──────── Excerpted text
Rule 15(a)(2) is a “liberal” and “permissive” standard, and “‘the only grounds on which denial of leave to amend has long been held proper' are upon a showing of ‘undue delay, bad faith, dilatory motive, [or] futility.'” Sacerdote v. N.Y. Univ., 9 F.4th 95, 115 (2d Cir. 2021) (quoting Lorely Fin. (Jersey) No. 3 Ltd. v. Wells Fargo Sec., LLC, 797 F.3d 160, 190 (2d Cir. 2015)).Importantly, the trend in this Circuit “has been to allow a party to amend its pleadings in the absence of a showing by the nonmovant of prejudice or bad faith.” Pasternack v. Shrader, 863 F.3d 162, 174 (2d Cir. 2017). “[M]ere delay, . . . absent a showing of bad faith or undue prejudice, does not provide a basis for a district court to deny the right to amend.” Id. (alteration in original).

Sacerdote addressed whether Rule 15(a)(2)'s liberal and permissive standard or Rule 16(b)'s “good cause” standard should apply to an amendment sought after a scheduling order's deadline for amendments has passed. As long as the scheduling order does not set forth a date after which no further amendments would be permitted without good cause, Rule 15(a)(2)'s standard should apply. Sacerdote, 95 F.4th at 115. Here, the Scheduling Order did not provide a date after which no further amendments would be permitted and after which the good cause standard would apply, and the parties do not argue that the good cause standard should apply. Thus, the Court analyzes the proposed amendment under Rule 15(a)(2)'s standard.
────────────────
──────── Data records
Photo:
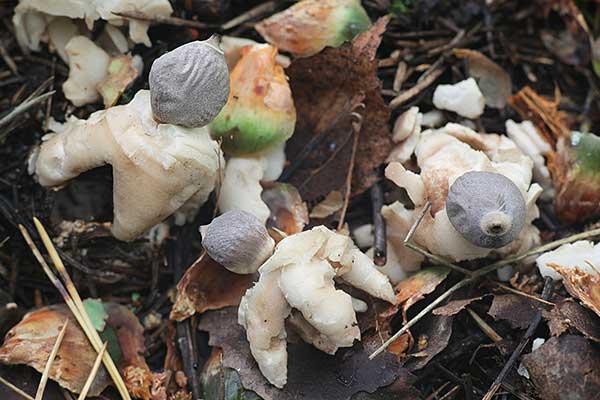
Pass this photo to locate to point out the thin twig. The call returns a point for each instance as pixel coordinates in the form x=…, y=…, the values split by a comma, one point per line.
x=546, y=293
x=93, y=372
x=478, y=274
x=418, y=88
x=248, y=15
x=356, y=127
x=440, y=260
x=24, y=106
x=15, y=389
x=159, y=19
x=520, y=293
x=379, y=228
x=44, y=379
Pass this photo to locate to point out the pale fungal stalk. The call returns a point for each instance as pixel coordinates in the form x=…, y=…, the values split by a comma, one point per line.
x=463, y=209
x=302, y=271
x=158, y=168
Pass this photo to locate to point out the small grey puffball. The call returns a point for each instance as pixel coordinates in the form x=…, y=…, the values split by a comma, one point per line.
x=190, y=84
x=238, y=241
x=486, y=208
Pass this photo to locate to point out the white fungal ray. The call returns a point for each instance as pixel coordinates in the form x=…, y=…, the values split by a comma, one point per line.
x=262, y=312
x=32, y=17
x=157, y=168
x=582, y=254
x=443, y=155
x=303, y=267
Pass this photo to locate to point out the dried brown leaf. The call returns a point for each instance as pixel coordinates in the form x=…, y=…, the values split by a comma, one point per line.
x=410, y=291
x=32, y=339
x=568, y=314
x=565, y=367
x=327, y=87
x=582, y=285
x=312, y=374
x=514, y=309
x=432, y=335
x=455, y=306
x=206, y=285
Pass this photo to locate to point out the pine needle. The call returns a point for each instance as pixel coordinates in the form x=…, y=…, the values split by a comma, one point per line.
x=42, y=386
x=93, y=372
x=15, y=389
x=73, y=302
x=480, y=273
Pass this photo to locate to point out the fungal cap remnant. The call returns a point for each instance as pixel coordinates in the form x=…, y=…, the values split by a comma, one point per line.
x=486, y=208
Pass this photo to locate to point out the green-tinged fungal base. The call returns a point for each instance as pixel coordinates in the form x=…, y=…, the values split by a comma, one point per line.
x=246, y=131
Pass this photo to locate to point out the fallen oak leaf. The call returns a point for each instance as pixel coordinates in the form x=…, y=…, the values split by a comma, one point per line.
x=493, y=81
x=514, y=309
x=327, y=87
x=566, y=364
x=312, y=375
x=207, y=285
x=567, y=314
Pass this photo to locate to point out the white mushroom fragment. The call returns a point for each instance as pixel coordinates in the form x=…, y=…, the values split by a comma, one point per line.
x=157, y=168
x=33, y=17
x=262, y=312
x=444, y=156
x=302, y=270
x=463, y=98
x=88, y=66
x=238, y=241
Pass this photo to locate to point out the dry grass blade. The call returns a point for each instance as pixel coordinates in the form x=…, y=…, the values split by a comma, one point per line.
x=425, y=253
x=24, y=106
x=81, y=317
x=15, y=389
x=478, y=274
x=42, y=386
x=93, y=372
x=484, y=326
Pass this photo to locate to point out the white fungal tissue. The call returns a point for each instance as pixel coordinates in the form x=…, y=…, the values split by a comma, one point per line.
x=443, y=155
x=33, y=19
x=158, y=169
x=300, y=276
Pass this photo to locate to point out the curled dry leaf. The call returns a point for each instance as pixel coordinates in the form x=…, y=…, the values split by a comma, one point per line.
x=568, y=314
x=32, y=339
x=493, y=81
x=206, y=285
x=288, y=212
x=411, y=290
x=578, y=265
x=573, y=161
x=566, y=364
x=309, y=26
x=312, y=375
x=330, y=205
x=432, y=335
x=514, y=309
x=327, y=87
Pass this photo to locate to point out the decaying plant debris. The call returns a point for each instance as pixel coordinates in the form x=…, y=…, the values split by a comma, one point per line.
x=328, y=199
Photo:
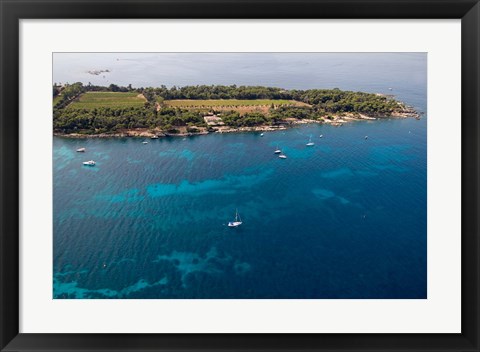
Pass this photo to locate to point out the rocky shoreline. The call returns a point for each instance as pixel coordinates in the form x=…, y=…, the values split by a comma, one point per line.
x=289, y=122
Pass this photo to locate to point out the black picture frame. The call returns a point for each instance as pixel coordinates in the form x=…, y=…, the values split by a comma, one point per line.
x=14, y=10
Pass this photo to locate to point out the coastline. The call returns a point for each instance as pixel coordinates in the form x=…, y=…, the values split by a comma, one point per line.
x=338, y=120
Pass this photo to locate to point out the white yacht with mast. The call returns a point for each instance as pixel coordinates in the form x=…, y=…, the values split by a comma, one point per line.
x=237, y=222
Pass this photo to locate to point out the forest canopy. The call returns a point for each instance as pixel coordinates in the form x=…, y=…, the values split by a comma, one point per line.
x=149, y=108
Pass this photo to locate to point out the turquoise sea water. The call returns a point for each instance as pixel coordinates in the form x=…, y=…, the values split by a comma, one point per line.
x=343, y=219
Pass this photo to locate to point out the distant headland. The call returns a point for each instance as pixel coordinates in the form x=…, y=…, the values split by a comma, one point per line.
x=95, y=111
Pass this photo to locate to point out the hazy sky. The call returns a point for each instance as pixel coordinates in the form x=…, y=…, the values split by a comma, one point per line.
x=286, y=70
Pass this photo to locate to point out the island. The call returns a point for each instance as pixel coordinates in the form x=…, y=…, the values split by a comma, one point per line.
x=96, y=111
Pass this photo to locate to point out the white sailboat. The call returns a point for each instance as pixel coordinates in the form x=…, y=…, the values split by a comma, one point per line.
x=310, y=143
x=237, y=222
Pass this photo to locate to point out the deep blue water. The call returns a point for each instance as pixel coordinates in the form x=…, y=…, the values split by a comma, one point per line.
x=343, y=219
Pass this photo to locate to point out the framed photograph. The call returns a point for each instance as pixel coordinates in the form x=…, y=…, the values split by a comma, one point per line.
x=201, y=175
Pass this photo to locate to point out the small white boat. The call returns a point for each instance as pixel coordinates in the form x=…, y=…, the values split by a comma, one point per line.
x=310, y=143
x=237, y=222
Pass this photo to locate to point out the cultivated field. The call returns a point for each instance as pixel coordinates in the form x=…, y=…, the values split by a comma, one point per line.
x=212, y=103
x=242, y=106
x=92, y=100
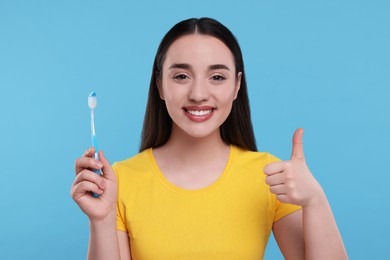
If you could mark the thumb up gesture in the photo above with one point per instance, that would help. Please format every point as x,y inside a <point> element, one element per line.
<point>291,181</point>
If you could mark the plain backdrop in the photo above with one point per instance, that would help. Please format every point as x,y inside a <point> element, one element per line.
<point>321,65</point>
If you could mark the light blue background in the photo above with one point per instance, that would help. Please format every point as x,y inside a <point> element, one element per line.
<point>321,65</point>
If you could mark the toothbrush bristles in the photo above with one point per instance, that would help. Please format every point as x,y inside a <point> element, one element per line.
<point>92,100</point>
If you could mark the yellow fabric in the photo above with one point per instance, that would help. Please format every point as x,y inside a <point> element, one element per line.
<point>230,219</point>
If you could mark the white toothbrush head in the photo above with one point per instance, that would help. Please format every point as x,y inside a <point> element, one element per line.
<point>92,100</point>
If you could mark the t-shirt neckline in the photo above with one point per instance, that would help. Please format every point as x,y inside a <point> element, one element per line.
<point>178,189</point>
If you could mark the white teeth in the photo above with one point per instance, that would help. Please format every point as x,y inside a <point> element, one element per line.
<point>199,112</point>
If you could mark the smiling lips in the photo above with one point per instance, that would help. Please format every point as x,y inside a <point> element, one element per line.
<point>199,113</point>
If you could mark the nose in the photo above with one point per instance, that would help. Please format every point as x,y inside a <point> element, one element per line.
<point>198,91</point>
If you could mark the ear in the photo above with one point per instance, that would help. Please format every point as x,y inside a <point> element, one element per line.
<point>238,84</point>
<point>159,88</point>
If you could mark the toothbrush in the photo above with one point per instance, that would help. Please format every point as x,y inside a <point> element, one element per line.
<point>92,102</point>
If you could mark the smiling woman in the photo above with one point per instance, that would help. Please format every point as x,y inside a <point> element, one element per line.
<point>199,189</point>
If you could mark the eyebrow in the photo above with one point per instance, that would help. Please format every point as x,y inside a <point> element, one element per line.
<point>188,66</point>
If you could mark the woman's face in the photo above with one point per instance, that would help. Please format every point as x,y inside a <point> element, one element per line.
<point>199,84</point>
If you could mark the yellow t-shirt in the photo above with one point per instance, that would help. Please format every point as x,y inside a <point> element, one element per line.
<point>230,219</point>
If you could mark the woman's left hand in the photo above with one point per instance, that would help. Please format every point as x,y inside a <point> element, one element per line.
<point>291,181</point>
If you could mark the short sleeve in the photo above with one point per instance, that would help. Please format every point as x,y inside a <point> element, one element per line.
<point>120,220</point>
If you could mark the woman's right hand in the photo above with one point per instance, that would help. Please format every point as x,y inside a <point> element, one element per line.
<point>86,181</point>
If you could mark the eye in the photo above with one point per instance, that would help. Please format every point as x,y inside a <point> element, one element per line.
<point>180,77</point>
<point>218,78</point>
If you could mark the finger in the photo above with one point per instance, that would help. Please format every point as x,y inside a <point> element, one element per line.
<point>297,146</point>
<point>108,172</point>
<point>275,179</point>
<point>84,187</point>
<point>284,198</point>
<point>87,163</point>
<point>274,168</point>
<point>89,152</point>
<point>89,176</point>
<point>278,189</point>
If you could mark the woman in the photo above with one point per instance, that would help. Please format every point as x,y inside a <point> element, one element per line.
<point>198,189</point>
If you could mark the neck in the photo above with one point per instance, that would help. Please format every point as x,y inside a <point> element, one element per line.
<point>195,149</point>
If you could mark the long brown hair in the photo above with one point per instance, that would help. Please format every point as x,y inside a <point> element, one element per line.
<point>237,128</point>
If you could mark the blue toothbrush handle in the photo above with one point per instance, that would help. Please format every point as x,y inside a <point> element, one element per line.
<point>95,156</point>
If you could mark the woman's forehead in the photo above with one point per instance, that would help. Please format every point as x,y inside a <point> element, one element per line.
<point>198,49</point>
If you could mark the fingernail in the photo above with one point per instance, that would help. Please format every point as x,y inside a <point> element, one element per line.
<point>98,164</point>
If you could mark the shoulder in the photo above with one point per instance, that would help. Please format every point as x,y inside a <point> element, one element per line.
<point>135,165</point>
<point>255,158</point>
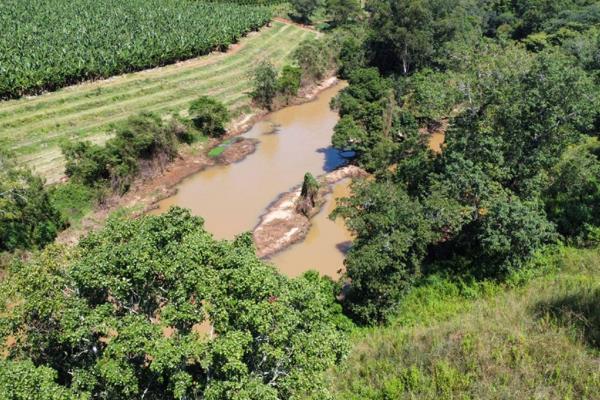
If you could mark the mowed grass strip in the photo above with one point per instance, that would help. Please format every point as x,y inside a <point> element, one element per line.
<point>34,127</point>
<point>48,161</point>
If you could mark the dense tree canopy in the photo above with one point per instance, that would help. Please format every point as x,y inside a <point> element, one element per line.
<point>506,182</point>
<point>156,308</point>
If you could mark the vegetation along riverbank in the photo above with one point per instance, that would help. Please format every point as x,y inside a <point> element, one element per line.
<point>471,251</point>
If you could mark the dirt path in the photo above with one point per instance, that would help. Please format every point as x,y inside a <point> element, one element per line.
<point>146,192</point>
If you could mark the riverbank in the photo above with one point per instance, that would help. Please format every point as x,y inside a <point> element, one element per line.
<point>282,225</point>
<point>145,193</point>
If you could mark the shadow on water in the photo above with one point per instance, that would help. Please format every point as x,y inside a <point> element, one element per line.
<point>344,247</point>
<point>334,158</point>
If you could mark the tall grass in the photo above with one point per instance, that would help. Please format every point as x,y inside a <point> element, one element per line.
<point>534,340</point>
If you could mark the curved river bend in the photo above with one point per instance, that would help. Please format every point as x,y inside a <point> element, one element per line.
<point>291,142</point>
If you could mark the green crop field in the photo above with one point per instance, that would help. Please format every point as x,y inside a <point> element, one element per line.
<point>48,44</point>
<point>33,128</point>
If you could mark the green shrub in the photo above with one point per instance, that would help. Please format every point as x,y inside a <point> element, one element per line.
<point>87,318</point>
<point>209,115</point>
<point>573,198</point>
<point>143,139</point>
<point>264,84</point>
<point>73,200</point>
<point>28,219</point>
<point>314,58</point>
<point>288,83</point>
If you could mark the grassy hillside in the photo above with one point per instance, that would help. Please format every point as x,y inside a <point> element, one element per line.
<point>540,340</point>
<point>34,127</point>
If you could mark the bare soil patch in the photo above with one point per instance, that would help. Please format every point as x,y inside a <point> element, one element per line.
<point>282,225</point>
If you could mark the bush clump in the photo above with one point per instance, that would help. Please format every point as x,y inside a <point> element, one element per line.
<point>28,219</point>
<point>143,141</point>
<point>209,115</point>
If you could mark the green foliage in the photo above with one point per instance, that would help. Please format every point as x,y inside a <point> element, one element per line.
<point>428,95</point>
<point>343,12</point>
<point>304,9</point>
<point>264,84</point>
<point>512,110</point>
<point>410,34</point>
<point>73,200</point>
<point>209,115</point>
<point>310,187</point>
<point>314,59</point>
<point>308,195</point>
<point>131,312</point>
<point>288,82</point>
<point>142,141</point>
<point>573,198</point>
<point>351,56</point>
<point>466,339</point>
<point>22,380</point>
<point>392,238</point>
<point>28,218</point>
<point>369,124</point>
<point>53,43</point>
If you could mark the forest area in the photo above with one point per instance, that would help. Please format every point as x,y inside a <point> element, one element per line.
<point>474,270</point>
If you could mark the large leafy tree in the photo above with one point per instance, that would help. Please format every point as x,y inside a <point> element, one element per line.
<point>156,308</point>
<point>409,34</point>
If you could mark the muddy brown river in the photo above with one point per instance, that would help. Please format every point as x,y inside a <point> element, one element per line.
<point>291,142</point>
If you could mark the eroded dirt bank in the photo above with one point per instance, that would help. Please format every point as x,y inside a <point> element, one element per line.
<point>282,225</point>
<point>154,186</point>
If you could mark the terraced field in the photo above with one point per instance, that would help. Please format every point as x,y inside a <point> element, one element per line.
<point>34,127</point>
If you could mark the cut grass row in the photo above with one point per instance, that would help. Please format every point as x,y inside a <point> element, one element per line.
<point>33,128</point>
<point>174,90</point>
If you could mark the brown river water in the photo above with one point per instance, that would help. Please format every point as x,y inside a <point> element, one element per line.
<point>292,141</point>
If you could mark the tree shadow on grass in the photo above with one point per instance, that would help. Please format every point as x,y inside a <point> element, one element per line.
────────────────
Written task 1: Update the records starting at their first line and ending at the line that contains "x=379, y=228", replacing "thin twig" with "slender twig" and keeping everything else the same. Leave the pictures out of your answer.
Written task 2: Carry on the passage about amending pleadings under Rule 15(a)(2), starting right after its last sentence.

Written reply 1:
Photo:
Pass this photo to locate to point out the slender twig. The call returns a point for each instance as pixel coordinates in the form x=…, y=…, the values split by a comma, one point per line.
x=546, y=293
x=93, y=372
x=478, y=274
x=418, y=88
x=248, y=15
x=356, y=127
x=440, y=260
x=24, y=106
x=15, y=389
x=159, y=19
x=520, y=293
x=379, y=228

Written reply 2:
Defendants argued in their May 2021 motion opposing leave to file the FAC that the FAC was untimely filed, despite that the Court had already accepted the FAC as the operative complaint in April of 2021. ECF No. 44. Defendants do not persist in that argument in their opposition to the filing of the Proposed SAC. See ECF No. 131. Nor do they argue that Plaintiff acted in bad faith or that allowing the Proposed SAC to be filed would cause them undue prejudice (with the exception of the allegations concerning the individual Defendants' alleged criminal histories, which is discussed below). Indeed, Defendants consent to the portion of the Proposed SAC that removes the collective action and class action allegations. They argue, however, that Counts 4, 7, and 8 of the Proposed SAC are futile.

“The party opposing a motion to amend bears the burden of establishing that amendment would be futile.” Brach Fam. Found., Inc. v. AXA Equitable Life Ins. Co., No. 16-CV-740 (JMF), 2018 WL 1274238, at *1 (S.D.N.Y. Mar. 9, 2018). “An amendment to a pleading is futile if the proposed claim could not withstand a motion to dismiss pursuant to [Fed. R. Civ. P.] 12(b)(6).” Lucente v. Int'l Bus. Machs. Corp., 310 F.3d 243, 258 (2d Cir. 2002). “To survive a motion to dismiss, a complaint must contain sufficient factual matter, accepted as true, to state a claim to relief that is plausible on its face.” Markey v. Cameron Compression Sys., No. 10-CV-0377A (SR), 2012 WL 13180427, at *2 (W.D.N.Y. Sept. 20, 2012) (internal quotation marks omitted). Accordingly, “a proposed claim is futile if, accepting the facts alleged by the party seeking amendment as true and construing them in the light most favorable to that party, it does not ‘plausibly give rise to an entitlement to relief.'” Brach Fam. Found., Inc., 2018 WL 1274238, at *1.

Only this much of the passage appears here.